Copy exactly, please, the lines of the data from its start through the line containing "737L391 715L399 750L428".
──────── EXTRACTED MATERIAL
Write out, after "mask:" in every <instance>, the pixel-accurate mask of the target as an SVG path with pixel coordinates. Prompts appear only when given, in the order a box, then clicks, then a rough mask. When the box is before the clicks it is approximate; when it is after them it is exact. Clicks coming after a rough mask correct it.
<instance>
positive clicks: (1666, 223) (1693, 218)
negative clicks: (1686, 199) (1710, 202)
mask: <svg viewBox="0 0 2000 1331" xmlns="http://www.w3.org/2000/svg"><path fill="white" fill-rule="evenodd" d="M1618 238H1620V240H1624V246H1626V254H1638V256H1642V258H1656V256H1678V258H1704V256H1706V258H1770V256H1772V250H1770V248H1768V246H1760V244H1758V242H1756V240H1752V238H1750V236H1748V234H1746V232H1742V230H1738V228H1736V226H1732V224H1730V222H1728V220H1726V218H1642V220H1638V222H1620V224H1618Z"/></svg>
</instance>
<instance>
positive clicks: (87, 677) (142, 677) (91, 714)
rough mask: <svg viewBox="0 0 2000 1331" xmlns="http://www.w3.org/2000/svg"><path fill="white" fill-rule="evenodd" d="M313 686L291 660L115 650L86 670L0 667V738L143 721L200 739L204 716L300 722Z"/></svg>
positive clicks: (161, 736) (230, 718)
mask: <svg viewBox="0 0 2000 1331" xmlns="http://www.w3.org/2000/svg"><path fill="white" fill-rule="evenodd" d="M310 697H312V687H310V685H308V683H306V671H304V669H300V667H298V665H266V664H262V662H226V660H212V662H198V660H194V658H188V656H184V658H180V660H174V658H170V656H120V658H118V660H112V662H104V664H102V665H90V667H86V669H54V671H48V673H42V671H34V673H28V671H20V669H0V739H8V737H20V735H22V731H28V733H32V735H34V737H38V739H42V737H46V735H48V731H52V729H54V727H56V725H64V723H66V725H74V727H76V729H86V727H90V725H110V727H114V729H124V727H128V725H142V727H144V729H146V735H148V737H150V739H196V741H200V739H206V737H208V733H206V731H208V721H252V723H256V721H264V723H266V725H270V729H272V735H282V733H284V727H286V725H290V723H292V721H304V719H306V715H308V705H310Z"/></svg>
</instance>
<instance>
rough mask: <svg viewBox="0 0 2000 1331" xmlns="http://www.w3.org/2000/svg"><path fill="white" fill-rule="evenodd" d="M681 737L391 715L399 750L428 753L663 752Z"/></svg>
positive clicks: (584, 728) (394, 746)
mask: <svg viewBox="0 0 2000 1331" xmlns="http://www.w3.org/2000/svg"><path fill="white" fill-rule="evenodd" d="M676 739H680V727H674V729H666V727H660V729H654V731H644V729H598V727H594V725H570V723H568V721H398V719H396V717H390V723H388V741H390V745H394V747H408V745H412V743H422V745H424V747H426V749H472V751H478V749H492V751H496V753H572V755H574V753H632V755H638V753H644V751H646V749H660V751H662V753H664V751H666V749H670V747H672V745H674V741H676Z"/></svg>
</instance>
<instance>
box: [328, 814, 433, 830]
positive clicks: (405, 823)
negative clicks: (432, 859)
────────────────
## RESULT
Write out, after "mask:" in every <instance>, the pixel-accurate mask of the target as an SVG path with pixel coordinates. Prompts appear only when given, in the order a box, then clicks, then a rough mask. When the box is before the clicks it is approximate; when it is after them it is exact. Clicks coming after a rough mask correct it.
<instance>
positive clicks: (1666, 223) (1693, 218)
negative clicks: (1686, 199) (1710, 202)
mask: <svg viewBox="0 0 2000 1331" xmlns="http://www.w3.org/2000/svg"><path fill="white" fill-rule="evenodd" d="M1618 238H1620V240H1624V246H1626V254H1638V256H1642V258H1656V256H1678V258H1704V256H1706V258H1770V256H1772V250H1770V248H1768V246H1760V244H1758V242H1756V240H1752V238H1750V236H1748V234H1746V232H1742V230H1738V228H1736V226H1732V224H1730V222H1728V220H1726V218H1642V220H1638V222H1620V224H1618Z"/></svg>
</instance>
<instance>
positive clicks: (87, 677) (142, 677) (91, 714)
rough mask: <svg viewBox="0 0 2000 1331" xmlns="http://www.w3.org/2000/svg"><path fill="white" fill-rule="evenodd" d="M313 686L291 660L115 650L86 670L0 667V738L143 721L200 739L204 716L300 722Z"/></svg>
positive clicks: (161, 736) (230, 718)
mask: <svg viewBox="0 0 2000 1331" xmlns="http://www.w3.org/2000/svg"><path fill="white" fill-rule="evenodd" d="M310 697H312V687H310V685H308V683H306V671H304V669H300V667H298V665H266V664H262V662H226V660H212V662H198V660H194V658H188V656H184V658H180V660H174V658H170V656H120V658H118V660H112V662H104V664H102V665H90V667H86V669H54V671H48V673H42V671H34V673H28V671H20V669H0V739H8V737H20V735H22V731H28V733H32V735H34V737H38V739H42V737H46V735H48V731H52V729H54V727H56V725H64V723H66V725H74V727H76V729H86V727H90V725H110V727H114V729H124V727H128V725H142V727H144V729H146V735H148V737H150V739H196V741H200V739H206V737H208V733H206V731H208V721H252V723H256V721H264V723H266V725H270V729H272V735H282V733H284V727H286V725H290V723H292V721H304V719H306V715H308V705H310Z"/></svg>
</instance>
<instance>
rough mask: <svg viewBox="0 0 2000 1331" xmlns="http://www.w3.org/2000/svg"><path fill="white" fill-rule="evenodd" d="M681 737L391 715L399 750L428 753L663 752Z"/></svg>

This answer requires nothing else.